PASSAGE PROVIDED:
Offsetting the true-to-life representation of fishing is the touch of magical realism in Ramirez’s prose when he writes about the natural world. For instance, when flying in a float plane, he makes eye contact with a bear in Alaska; he felt they “shared some common history. It’s as if there are memories of our ancestors hidden inside our genetic codes . . . I can’t explain it. It just feels more like history than fantasy. It feels as if we’ve met before.”

Ramirez says he hopes to “always maintain a beginner’s mind where I am always learning,” and whether it be picking up “caddis skipping” from Brew Moscarello on Vermont’s Battenkill or Euro nymphing from Joshua Caldwell (also my friend) and Steve Hogan on the Farmington, his openness to new people and new experiences is inspirational and infectious. It breeds a receptiveness and responsiveness that allow Ramirez to write about the natural world as an observer and as a participant. It also gives his opinions on social issues, conservation, or politics, such as “I wish that every child of Israel and Gaza would be taken fishing together, every formative year of their lives,” an aspirational rather than an instructive tone that is refreshing and motivating.

While Ramirez’s joyful attitude and genuine openness demonstrate that few things are as uplifting as fishing with old or new friends, the specter of death casts a shadow over many of these pages. It’s not just Ramirez’s realization of his own mortality as an almost 63-year-old man dealing with heart disease, asthma, PTSD, and sleep apnea, but even if rivers have “no real beginning or end,” things change, especially natural places we hold dear, and not always for the better, be it because of climate change or being loved to death.

Still, Ramirez, for all the titles you can bestow on him—Marine, husband, father, angler, conservationist, writer—or the ones he bestows on himself, most notably the Imperfect Texan Buddha, he is at his deepest core a poet. That part of him allows him to bring incredible beauty to his musings on the passing of time, landscapes, and people most notably the legendary angler Dave Whitlock, his Marine buddies, or his father. “But now I see the empty chairs and silent spaces all too well,” he writes. “I feel the urgency to live every heartbeat and breathe with as much gratitude and fortitude as I can manage . . . ”

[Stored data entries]
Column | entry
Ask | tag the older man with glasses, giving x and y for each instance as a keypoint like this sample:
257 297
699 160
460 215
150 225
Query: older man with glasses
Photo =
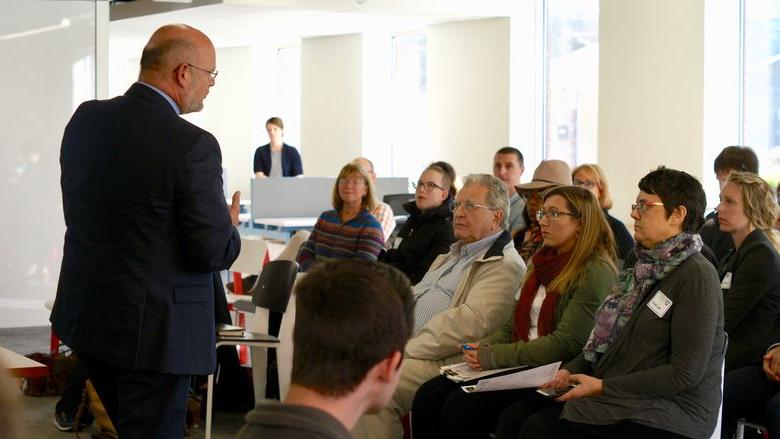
465 295
147 227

WORK ORDER 1: According to the review, what health conditions is Ramirez dealing with?
WORK ORDER 2: Reproduce the review again, everything from "While Ramirez’s joyful" down to "loved to death.", swapping "uplifting" for "rewarding".

WRITTEN RESPONSE 1: Heart disease, asthma, PTSD, and sleep apnea.

WRITTEN RESPONSE 2:
While Ramirez’s joyful attitude and genuine openness demonstrate that few things are as rewarding as fishing with old or new friends, the specter of death casts a shadow over many of these pages. It’s not just Ramirez’s realization of his own mortality as an almost 63-year-old man dealing with heart disease, asthma, PTSD, and sleep apnea, but even if rivers have “no real beginning or end,” things change, especially natural places we hold dear, and not always for the better, be it because of climate change or being loved to death.